• _Problem requirements_: Every record here needs to be written out again exactly.

• _Records shown_:
....
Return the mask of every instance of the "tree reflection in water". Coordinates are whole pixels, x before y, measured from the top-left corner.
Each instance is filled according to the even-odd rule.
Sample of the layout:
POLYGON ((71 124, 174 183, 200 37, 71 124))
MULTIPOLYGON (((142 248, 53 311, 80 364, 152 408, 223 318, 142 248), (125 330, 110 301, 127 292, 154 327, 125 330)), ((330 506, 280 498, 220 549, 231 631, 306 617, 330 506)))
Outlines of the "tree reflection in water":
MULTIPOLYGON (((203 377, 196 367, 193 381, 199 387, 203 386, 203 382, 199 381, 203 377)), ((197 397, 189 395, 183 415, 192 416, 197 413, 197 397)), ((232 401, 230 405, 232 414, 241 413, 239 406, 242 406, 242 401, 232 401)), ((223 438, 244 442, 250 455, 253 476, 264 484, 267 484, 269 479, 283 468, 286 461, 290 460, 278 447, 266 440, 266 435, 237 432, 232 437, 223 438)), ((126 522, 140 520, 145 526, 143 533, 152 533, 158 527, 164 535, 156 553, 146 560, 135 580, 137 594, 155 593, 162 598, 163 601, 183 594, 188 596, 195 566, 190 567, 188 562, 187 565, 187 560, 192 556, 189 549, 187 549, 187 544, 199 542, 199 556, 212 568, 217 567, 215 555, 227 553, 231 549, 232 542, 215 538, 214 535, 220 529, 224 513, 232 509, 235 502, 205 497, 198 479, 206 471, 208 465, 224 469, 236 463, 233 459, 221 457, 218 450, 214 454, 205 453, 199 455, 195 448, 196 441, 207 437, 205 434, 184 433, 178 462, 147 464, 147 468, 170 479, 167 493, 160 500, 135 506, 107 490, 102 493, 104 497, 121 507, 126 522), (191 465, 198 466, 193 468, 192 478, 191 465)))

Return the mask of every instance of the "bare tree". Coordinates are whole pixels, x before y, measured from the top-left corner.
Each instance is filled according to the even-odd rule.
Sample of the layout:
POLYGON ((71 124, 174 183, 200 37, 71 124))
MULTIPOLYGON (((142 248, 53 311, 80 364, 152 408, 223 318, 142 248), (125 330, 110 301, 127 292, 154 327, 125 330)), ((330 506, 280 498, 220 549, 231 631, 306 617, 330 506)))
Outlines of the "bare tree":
....
• _Solved problem_:
Return the mask of every instance of the "tree reflection in water". Coordinates are whole pixels, x before y, measured from the top-left corner.
Each instance is filled according to the even-odd rule.
Sample of the layout:
POLYGON ((71 124, 174 183, 200 37, 71 124))
MULTIPOLYGON (((142 248, 53 311, 80 364, 152 408, 223 318, 142 248), (125 330, 110 301, 127 292, 154 327, 125 330)), ((330 506, 280 498, 220 549, 231 631, 306 617, 330 506)))
Outlines of the "tree reflection in water":
MULTIPOLYGON (((203 377, 196 367, 193 381, 199 387, 203 386, 203 382, 199 381, 203 377)), ((197 397, 189 395, 183 415, 192 416, 197 413, 197 397)), ((232 401, 230 405, 232 414, 241 413, 239 406, 242 406, 242 401, 232 401)), ((223 438, 244 442, 250 455, 253 476, 264 484, 267 484, 269 479, 283 468, 286 461, 290 460, 278 447, 266 440, 266 435, 237 432, 232 437, 223 438)), ((126 522, 140 520, 145 526, 143 533, 152 533, 158 527, 164 535, 156 553, 146 560, 135 580, 137 594, 155 593, 162 598, 163 601, 183 594, 188 596, 195 566, 190 567, 188 562, 187 565, 187 560, 192 556, 189 549, 187 549, 187 544, 199 542, 199 556, 212 568, 217 567, 215 555, 227 553, 231 549, 232 542, 215 538, 214 535, 220 529, 224 513, 232 509, 235 502, 205 497, 198 479, 206 471, 208 465, 224 469, 236 463, 233 459, 221 457, 218 450, 214 454, 205 453, 199 455, 195 448, 196 441, 207 437, 205 434, 184 433, 178 462, 147 464, 147 468, 170 479, 167 493, 160 500, 135 506, 107 490, 102 493, 104 497, 121 507, 126 522), (191 465, 198 466, 193 468, 192 478, 191 465)))

Return the mask of every instance of the "bare tree". Coordinates are whole pixels, x before y, measured from the top-left corner.
Each instance is filled according to the even-odd rule.
Sample of the layout:
POLYGON ((71 124, 174 183, 200 37, 71 124))
MULTIPOLYGON (((142 248, 53 311, 80 364, 152 408, 223 318, 142 248), (125 330, 110 301, 127 292, 154 327, 125 330)), ((330 506, 280 498, 220 549, 231 631, 306 617, 330 506)))
Outlines of the "bare tree":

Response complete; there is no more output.